**How to complete this task**
Please set down only the lines between the line containing "q: microphone cable" and the end of the records, inclusive, exactly as they stand.

Collected data
-------
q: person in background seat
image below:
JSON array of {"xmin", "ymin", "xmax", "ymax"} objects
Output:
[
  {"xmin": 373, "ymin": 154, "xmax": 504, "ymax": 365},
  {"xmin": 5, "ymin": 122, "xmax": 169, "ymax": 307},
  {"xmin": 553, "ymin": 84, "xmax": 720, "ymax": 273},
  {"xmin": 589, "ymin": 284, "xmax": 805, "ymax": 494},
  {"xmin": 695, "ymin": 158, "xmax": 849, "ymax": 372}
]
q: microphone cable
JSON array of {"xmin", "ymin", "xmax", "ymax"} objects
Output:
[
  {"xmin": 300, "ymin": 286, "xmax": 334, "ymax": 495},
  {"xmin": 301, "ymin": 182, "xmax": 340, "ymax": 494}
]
-------
**Task response**
q: microphone cable
JSON array of {"xmin", "ymin", "xmax", "ymax"} objects
Output:
[
  {"xmin": 300, "ymin": 286, "xmax": 334, "ymax": 495},
  {"xmin": 301, "ymin": 182, "xmax": 340, "ymax": 494}
]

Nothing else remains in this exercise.